:: Extrait du texte ::
Premium Beauty News - Comment avez vous abordé cette mutation vers plus de naturalité en maquillage ?

Cécile Lochard - Nous avons souhaité appliquer ce que nous étions parvenu à faire en soin, à la partie maquillage. C’est un segment qui était en retard pour différentes raisons, la plus simple étant que la substitution trop rapide de certains ingrédients ne nous permettait pas de préserver la sensorialité qui est propre à la Maison Guerlain. Néanmoins, nous avions anticipé et pour exemple avons mis plus de cinq ans à trouver les bonnes cires pour KissKiss Shine Bloom. C’est réellement la catégorie où il est le plus difficile d’opérer cette substitution mais le secteur de la cosmétique a fait énormément de progrès. C’est maintenant un process que nous souhaitons appliquer à toutes nos innovations, que ce soit en soin ou en maquillage. Cette accélération consiste à développer des produits toujours plus performants et naturels mais sans jamais faire de compromis sur la sensorialité, la sécurité et la santé de nos clients.

Premium Beauty News - C’est un segment très technique où la performance attendue complique le challenge ?

Cécile Lochard - Nous ne souhaitons pas éduquer notre cliente à ce que sa Terracotta ne soit pas équivalente sous prétexte que l’on a poussé le curseur de la naturalité le plus loin possible. Chez Guerlain il faut que la performance et la sensorialité soient au rendez-vous, y compris dans ces nouvelles formules. C’est pour cette raison que la recherche d’ingrédients doit passer par beaucoup d’étapes, et permettre de parvenir à des propriétés équivalentes à nos matières synthétiques. Nous avons énormément travaillé avec nos partenaires, nos fournisseurs historiques. Jamais Guerlain n’avait investi autant dans l’innovation en « natural beauty ». C’est de cette manière que nous parvenons à ces trois lancements très emblématiques. D’ailleurs, Candice Colin de l’application Clean Beauty a intégré notre Comité Éthique Externe dès sa création il y a trois ans maintenant. Elle challenge notre démarche d’éco-formulation au sens large et nous soutient sur ce lancement.

Premium Beauty News - Qu’en est-il du volet éco-packaging ?
:::
:: Informations fournies ::
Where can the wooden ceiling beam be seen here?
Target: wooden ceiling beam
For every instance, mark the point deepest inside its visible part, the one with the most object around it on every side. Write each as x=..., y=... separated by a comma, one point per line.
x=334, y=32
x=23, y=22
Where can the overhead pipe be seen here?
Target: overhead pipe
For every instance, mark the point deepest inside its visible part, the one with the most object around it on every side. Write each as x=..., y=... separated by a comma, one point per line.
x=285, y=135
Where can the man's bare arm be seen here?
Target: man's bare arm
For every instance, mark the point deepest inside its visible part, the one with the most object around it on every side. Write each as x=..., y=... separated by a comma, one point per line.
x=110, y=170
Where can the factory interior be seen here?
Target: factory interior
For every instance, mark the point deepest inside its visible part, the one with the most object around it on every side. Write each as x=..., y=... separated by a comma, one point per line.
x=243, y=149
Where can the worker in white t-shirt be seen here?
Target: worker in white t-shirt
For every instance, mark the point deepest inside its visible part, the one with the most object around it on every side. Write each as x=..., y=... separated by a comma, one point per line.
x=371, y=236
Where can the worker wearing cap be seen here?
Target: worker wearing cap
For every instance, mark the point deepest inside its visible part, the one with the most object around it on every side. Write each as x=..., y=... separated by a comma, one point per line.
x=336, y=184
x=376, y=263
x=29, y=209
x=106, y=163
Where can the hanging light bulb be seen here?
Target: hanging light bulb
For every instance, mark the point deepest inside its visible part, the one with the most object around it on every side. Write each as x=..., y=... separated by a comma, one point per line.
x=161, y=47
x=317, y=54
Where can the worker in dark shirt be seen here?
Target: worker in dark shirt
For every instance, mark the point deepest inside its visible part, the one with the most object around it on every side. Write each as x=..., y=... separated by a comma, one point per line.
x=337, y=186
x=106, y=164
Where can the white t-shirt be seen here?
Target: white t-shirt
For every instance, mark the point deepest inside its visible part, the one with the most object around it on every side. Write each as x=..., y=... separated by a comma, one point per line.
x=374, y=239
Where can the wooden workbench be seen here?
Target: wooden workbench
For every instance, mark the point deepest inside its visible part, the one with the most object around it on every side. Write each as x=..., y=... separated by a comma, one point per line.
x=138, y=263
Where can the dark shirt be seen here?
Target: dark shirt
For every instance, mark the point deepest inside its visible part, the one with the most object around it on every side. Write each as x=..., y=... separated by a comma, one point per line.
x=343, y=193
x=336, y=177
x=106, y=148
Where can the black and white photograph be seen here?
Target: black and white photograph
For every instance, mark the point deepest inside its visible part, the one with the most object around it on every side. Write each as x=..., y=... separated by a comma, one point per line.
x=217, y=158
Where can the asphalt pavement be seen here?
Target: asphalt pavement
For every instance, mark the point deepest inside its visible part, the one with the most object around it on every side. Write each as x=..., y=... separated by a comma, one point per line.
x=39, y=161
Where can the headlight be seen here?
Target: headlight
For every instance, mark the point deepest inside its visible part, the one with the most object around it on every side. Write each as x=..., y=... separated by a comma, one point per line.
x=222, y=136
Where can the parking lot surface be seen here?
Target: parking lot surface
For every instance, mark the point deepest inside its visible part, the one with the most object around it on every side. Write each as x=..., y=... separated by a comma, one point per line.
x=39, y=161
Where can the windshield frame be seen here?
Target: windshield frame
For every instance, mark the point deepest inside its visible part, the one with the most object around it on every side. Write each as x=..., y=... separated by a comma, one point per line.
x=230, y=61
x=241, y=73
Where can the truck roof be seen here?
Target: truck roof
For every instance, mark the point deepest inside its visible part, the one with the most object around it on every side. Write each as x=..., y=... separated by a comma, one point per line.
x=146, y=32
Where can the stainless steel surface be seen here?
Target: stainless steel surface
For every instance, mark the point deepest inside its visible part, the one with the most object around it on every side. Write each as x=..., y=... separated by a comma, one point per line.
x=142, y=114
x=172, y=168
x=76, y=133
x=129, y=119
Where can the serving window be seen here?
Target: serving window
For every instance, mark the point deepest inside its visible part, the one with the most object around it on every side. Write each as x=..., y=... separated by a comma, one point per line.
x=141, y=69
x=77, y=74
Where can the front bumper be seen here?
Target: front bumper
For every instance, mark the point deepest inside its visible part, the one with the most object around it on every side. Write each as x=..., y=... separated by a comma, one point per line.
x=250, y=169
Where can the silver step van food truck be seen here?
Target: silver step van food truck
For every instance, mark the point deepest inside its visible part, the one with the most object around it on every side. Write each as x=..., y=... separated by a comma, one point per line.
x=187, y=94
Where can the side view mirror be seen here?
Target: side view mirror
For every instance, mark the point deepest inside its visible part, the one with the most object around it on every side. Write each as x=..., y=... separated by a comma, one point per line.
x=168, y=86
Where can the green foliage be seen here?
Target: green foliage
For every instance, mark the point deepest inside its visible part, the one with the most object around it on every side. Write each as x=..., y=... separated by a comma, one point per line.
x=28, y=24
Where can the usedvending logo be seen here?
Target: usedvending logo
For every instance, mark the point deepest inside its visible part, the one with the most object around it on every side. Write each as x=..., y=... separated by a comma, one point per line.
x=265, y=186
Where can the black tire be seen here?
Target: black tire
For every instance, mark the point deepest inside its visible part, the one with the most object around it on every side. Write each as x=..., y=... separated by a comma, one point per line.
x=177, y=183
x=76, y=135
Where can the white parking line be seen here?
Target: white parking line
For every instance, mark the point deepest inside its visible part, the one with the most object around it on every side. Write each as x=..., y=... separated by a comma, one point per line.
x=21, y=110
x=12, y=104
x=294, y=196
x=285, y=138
:::
**Votre tâche:** Traduisez en anglais cette phrase de l'extrait du texte : « Nous avons énormément travaillé avec nos partenaires, nos fournisseurs historiques. »

**Réponse attendue:** We worked a great deal with our partners, our longstanding suppliers.